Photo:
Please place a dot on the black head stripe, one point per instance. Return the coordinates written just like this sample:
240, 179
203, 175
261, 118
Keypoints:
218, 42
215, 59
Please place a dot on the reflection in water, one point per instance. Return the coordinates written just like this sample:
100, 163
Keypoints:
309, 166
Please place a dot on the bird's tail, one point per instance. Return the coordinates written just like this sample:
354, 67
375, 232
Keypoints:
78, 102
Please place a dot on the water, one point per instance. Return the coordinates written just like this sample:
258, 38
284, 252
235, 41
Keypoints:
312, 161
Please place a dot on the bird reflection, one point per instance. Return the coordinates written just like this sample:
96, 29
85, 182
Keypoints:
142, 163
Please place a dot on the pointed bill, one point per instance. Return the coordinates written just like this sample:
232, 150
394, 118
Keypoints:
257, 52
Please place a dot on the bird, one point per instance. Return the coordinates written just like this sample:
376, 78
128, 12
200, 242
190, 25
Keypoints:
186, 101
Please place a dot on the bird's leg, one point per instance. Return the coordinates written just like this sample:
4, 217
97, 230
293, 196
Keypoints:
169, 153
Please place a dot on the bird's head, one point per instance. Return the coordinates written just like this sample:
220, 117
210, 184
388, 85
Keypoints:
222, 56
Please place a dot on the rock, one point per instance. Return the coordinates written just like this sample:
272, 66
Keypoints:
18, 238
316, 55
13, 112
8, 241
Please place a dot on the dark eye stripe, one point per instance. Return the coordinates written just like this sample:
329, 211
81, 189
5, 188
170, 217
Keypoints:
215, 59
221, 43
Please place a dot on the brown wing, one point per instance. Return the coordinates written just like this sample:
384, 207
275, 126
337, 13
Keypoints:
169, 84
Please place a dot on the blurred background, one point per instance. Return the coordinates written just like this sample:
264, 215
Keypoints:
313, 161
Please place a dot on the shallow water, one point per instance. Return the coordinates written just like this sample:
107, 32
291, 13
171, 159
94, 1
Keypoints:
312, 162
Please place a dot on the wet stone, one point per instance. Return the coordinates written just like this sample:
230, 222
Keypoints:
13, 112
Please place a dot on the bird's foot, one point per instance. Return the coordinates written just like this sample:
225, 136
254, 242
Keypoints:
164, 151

WHAT YOU HAVE TO DO: Your task is to extract the lines running from the one with "Please place a dot on the bird reflection, one" to the end of the material, inclusive, copying each exactly and adding nothing.

RESPONSE:
Please place a dot on the bird reflection, one point per instance. Return the coordinates written just like this sample:
96, 29
85, 182
Keypoints:
142, 163
Please place a dot on the pointed bill, one point per instance. Return the coordinates written just like this sample:
232, 150
394, 118
Keypoints:
257, 52
Please place a dot on the bird, one point per instance. Return the coordinates written just like this sample:
376, 78
128, 12
200, 242
190, 25
Keypoints:
186, 101
Please place a dot on the bird's leg, one point per instance. Return the coordinates written just like this sample:
4, 217
97, 230
293, 196
Keypoints:
169, 153
Please place a dot on the bird's head, one point per instance. Return the coordinates written just like this sample:
220, 117
210, 184
388, 85
Keypoints:
222, 56
Please place a dot on the rock, one point per instance. Return the coordinates written just like this sample:
272, 66
Keypoints:
18, 238
316, 55
13, 112
8, 241
Please place a dot on the dark eye stripe, one point per instance. Return the coordinates written just like this sample:
329, 211
81, 189
5, 188
170, 217
Keypoints:
215, 59
221, 43
Please place a dot on the brown wing, one point per instance. Return the coordinates written just like this sample:
384, 207
275, 126
337, 13
Keypoints:
169, 84
Please place a dot on the blurred background, one point per instance. Return the coordinates written just like this sample:
264, 215
Keypoints:
313, 161
Please place a dot on the shallow water, one point per instance. Return the coordinates written just like this sample:
107, 32
291, 13
171, 159
94, 1
Keypoints:
312, 162
Please place a dot on the wet stone, one point per instance. Return the coordinates written just like this sample:
230, 222
Keypoints:
13, 112
Please place a dot on the bird's foot, one point per instance. Return the coordinates written just like this sample:
225, 136
254, 242
Keypoints:
164, 151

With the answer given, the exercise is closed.